→ **Supplied passage**
————————
I was born in Moscow, Russia, and fully expected to spend the rest of my life there until my parents started talking about immigrating to the United States of America in late 1970’s. So, when my sister was born in 1978, they decided that it was time to go. Three years, and many adventures later we were allowed to depart with little more than the clothes on our back, and our dog, Kity. Having traveled through Vienna, Austria, Rome, Italy, and New York, we ended up in Cincinnati, Ohio. There, I attended middles school, high school, college, and eventually graduate school, and developed my appreciation of psychological sciences.
I graduated Suma Cum Laude in 1991, having completed a senior thesis and received an Undergraduate Research Award, in the department of psychology at the University of Cincinnati. In 1996 I earned a Ph.D. in Clinical Child psychology from the University of Cincinnati. Through out my undergraduate and graduate training I collaborated with a number of colleagues at the Children’s Hospital Medical Center (CHMC), in Cincinnati, including Robert Noll, Ph.D., who served as my mentor/advisor. Thus, my primary clinical and research activities involved issues related to childhood chronic illness, and its impact on the psychosocial functioning of children and families. Subsequently, I completed an internship at the Oregon Health Sciences University, in Portland, where I continued to work with families of children with a variety of chronic conditions, including developmental disabilities. My post-doctoral training at the University of Oregon and the Oregon Social Learning center was supported by the NIMH Emotion Research Training program. During this training, my research focused primarily on temperament, and the development of disruptive disorders in childhood, collaborating with Mary Rothbart, Ph.D. and Tom Dishion, Ph.D. at the University of Oregon. I was involved in the delivery of clinical services at the Oregon Social Learning Center, under the supervision of Patti Chamberlain, Ph.D. and John Reid, Ph.D., and was responsible for a variety of child and family oriented interventions addressing symptoms of developmental psychopathology.
————————
→ **Point-per-instance localization data**
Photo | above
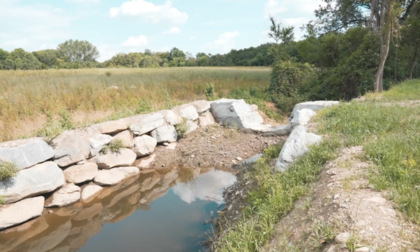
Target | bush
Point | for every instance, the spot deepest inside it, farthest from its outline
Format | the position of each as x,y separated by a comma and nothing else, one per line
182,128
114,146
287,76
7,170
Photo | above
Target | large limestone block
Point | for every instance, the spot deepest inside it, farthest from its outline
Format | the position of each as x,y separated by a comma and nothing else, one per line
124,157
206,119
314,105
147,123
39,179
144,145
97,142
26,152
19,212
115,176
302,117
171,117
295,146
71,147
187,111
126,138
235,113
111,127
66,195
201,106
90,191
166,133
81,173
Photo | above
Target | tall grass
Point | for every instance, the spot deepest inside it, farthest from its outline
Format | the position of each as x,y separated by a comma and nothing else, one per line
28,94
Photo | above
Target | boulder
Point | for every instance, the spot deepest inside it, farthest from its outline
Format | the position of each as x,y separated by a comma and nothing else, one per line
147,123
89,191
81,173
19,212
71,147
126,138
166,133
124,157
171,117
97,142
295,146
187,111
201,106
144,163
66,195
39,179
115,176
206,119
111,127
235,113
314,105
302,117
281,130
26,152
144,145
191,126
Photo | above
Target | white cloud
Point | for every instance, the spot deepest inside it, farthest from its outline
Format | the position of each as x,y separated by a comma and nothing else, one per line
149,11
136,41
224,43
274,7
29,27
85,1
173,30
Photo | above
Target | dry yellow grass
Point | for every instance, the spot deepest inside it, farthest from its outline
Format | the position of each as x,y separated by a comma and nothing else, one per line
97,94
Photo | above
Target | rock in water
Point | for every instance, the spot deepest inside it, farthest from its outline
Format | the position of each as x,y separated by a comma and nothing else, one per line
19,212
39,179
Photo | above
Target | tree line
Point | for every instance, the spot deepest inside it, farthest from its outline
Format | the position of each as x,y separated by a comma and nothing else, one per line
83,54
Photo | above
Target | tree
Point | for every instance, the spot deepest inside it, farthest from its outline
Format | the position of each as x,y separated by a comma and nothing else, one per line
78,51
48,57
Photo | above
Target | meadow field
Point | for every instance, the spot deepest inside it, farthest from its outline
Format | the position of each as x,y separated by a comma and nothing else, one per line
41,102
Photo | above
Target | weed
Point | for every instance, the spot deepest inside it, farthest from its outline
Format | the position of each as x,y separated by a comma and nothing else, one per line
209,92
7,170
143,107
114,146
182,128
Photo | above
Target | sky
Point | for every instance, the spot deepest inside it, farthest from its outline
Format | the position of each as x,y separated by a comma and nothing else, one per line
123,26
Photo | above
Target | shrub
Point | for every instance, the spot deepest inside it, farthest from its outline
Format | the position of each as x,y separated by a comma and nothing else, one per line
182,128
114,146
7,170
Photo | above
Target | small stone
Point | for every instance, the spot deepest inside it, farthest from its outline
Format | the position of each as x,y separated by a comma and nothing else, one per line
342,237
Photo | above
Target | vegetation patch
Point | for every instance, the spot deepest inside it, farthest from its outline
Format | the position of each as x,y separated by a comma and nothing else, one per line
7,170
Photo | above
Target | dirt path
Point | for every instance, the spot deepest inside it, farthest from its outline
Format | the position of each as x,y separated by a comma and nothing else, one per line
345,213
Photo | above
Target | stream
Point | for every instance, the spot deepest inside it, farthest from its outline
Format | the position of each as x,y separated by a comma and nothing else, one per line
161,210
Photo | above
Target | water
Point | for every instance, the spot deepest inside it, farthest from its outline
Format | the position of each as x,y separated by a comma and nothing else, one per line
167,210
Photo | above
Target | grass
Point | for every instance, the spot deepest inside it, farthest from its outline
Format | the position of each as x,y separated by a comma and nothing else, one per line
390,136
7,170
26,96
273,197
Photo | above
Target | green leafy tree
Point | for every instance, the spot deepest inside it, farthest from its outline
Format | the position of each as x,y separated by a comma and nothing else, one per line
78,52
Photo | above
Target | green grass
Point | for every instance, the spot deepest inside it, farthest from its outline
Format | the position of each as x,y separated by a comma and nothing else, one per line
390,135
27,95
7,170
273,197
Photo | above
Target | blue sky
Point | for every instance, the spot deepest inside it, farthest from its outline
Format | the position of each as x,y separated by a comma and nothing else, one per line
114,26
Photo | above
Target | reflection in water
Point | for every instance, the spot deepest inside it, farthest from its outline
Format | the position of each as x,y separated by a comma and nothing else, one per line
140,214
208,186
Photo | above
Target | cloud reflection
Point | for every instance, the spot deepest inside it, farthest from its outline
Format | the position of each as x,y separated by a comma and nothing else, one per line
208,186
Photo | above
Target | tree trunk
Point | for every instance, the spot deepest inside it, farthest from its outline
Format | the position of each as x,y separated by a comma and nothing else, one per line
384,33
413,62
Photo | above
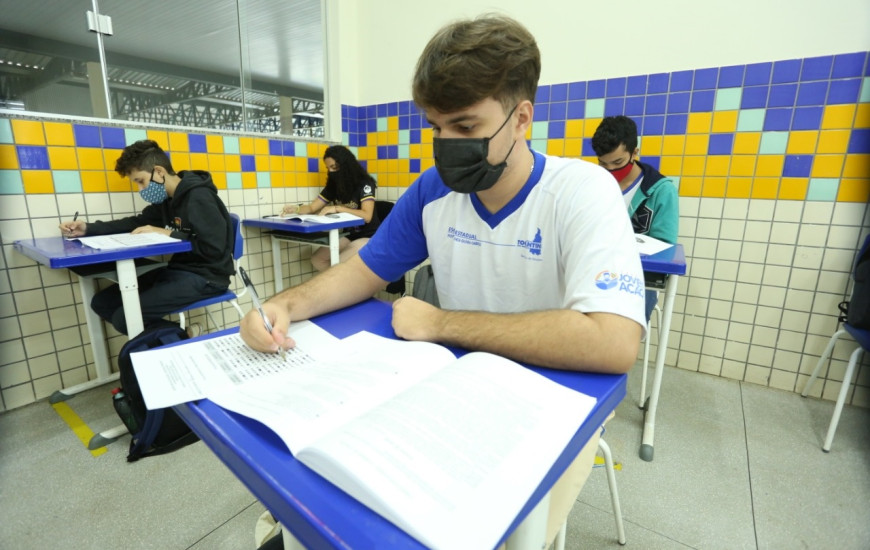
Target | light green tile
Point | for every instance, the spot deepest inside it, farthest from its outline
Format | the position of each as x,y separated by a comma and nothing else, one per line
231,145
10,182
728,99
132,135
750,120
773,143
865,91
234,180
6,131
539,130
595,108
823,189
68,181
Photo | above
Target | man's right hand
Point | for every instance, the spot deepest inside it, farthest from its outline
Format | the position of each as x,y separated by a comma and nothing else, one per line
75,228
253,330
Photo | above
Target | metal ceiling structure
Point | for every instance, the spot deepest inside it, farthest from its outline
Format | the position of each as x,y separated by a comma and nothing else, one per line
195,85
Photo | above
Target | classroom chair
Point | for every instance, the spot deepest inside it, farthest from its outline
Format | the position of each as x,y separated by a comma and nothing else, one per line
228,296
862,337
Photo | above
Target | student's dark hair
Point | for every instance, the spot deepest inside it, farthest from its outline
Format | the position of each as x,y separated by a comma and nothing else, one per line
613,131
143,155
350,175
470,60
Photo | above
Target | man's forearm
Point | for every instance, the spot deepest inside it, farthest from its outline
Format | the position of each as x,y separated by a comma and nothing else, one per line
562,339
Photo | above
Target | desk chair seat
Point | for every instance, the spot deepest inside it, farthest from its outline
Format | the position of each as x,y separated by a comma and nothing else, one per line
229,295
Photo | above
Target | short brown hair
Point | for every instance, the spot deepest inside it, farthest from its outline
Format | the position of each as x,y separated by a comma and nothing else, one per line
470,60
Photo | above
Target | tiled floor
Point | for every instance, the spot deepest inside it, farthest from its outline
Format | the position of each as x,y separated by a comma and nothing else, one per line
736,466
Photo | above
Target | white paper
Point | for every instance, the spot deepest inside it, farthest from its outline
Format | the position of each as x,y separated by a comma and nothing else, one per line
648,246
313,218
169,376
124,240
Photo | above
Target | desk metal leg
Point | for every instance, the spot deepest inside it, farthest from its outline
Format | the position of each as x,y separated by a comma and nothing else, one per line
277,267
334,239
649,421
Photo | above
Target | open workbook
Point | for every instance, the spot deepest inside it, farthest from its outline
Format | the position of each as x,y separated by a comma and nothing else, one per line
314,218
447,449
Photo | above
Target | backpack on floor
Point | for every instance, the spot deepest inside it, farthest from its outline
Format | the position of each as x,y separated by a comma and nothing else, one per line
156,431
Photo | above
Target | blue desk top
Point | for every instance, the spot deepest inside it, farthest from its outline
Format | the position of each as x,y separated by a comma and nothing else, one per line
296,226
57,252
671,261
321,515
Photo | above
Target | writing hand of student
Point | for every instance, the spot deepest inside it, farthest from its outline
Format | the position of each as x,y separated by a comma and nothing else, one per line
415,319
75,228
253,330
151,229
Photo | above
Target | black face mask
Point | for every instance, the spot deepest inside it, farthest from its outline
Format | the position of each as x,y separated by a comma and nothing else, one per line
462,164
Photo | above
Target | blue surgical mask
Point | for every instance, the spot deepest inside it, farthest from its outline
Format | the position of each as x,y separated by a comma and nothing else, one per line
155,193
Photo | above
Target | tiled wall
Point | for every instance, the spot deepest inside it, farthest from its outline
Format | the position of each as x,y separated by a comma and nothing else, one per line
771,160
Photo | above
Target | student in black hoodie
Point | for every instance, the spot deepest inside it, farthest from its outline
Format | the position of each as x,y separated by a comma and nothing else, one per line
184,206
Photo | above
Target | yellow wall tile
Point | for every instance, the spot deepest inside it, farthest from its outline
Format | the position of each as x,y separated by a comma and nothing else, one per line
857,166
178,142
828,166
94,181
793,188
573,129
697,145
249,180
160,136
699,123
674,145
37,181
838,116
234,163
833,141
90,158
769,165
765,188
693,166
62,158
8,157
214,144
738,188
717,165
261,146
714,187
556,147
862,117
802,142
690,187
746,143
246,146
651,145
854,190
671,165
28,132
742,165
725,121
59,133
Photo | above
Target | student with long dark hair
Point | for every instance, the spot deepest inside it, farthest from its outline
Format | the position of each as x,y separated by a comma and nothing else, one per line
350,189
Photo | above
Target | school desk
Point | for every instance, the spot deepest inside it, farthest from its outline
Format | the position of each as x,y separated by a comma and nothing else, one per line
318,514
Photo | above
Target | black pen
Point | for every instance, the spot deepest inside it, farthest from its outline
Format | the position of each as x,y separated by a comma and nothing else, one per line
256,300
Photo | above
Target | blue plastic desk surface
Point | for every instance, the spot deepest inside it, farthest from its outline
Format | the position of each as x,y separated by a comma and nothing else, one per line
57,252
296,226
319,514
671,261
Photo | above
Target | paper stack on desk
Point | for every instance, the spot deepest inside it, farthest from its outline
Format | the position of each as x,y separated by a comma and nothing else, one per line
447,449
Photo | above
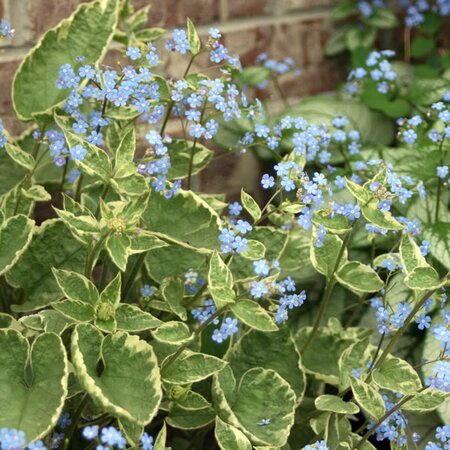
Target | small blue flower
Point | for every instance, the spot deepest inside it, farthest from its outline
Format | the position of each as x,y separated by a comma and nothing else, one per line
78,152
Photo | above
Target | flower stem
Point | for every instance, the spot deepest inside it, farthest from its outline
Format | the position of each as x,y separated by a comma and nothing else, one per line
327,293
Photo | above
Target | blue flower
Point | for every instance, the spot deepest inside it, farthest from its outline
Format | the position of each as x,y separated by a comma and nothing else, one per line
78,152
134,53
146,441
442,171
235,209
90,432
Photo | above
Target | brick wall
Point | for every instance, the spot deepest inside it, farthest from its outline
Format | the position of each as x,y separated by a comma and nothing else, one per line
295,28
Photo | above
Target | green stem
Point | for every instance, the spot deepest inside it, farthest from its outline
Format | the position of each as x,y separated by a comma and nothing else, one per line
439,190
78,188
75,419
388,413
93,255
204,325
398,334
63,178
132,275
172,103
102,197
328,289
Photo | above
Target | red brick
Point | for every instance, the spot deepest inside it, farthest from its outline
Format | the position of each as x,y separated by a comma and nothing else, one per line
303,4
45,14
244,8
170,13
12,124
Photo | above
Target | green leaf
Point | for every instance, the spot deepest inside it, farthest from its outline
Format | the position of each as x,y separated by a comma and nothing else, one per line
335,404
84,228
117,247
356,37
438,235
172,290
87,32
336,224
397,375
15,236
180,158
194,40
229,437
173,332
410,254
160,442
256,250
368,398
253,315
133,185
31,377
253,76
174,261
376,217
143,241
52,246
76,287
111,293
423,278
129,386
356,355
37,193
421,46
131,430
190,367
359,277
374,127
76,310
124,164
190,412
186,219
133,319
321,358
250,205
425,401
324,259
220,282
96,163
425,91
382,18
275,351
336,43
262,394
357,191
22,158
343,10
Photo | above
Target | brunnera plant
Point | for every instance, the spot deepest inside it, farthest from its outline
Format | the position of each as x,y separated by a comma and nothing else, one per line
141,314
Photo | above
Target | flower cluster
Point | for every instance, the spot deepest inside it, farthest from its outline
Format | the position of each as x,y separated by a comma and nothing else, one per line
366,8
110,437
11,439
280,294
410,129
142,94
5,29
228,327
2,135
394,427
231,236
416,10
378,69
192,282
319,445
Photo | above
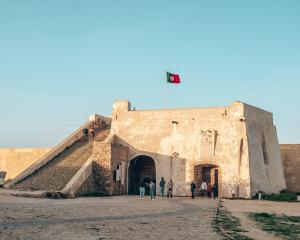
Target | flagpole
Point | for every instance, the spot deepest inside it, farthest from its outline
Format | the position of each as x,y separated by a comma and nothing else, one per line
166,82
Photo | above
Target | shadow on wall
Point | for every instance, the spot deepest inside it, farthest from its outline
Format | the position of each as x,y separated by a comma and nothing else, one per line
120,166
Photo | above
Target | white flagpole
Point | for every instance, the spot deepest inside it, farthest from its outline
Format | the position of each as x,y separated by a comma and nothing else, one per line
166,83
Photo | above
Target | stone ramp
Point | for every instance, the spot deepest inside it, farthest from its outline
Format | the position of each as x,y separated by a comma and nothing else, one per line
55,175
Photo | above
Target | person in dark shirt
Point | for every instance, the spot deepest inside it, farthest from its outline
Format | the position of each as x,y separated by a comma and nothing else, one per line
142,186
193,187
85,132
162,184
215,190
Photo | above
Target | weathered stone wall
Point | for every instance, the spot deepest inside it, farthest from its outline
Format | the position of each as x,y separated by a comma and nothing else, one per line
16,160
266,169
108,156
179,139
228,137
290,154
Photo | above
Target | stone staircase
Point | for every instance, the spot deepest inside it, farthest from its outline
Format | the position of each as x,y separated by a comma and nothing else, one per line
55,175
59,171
————————
→ **What to work on**
[a] According to the biographical passage, in what year was the Ph.D. in Clinical Child psychology earned?
[b] Copy the biographical passage from "I was born in" up to and including "of psychological sciences.", swapping "Kity" for "Misha".

→ **Exercise responses**
[a] 1996

[b]
I was born in Moscow, Russia, and fully expected to spend the rest of my life there until my parents started talking about immigrating to the United States of America in late 1970’s. So, when my sister was born in 1978, they decided that it was time to go. Three years, and many adventures later we were allowed to depart with little more than the clothes on our back, and our dog, Misha. Having traveled through Vienna, Austria, Rome, Italy, and New York, we ended up in Cincinnati, Ohio. There, I attended middles school, high school, college, and eventually graduate school, and developed my appreciation of psychological sciences.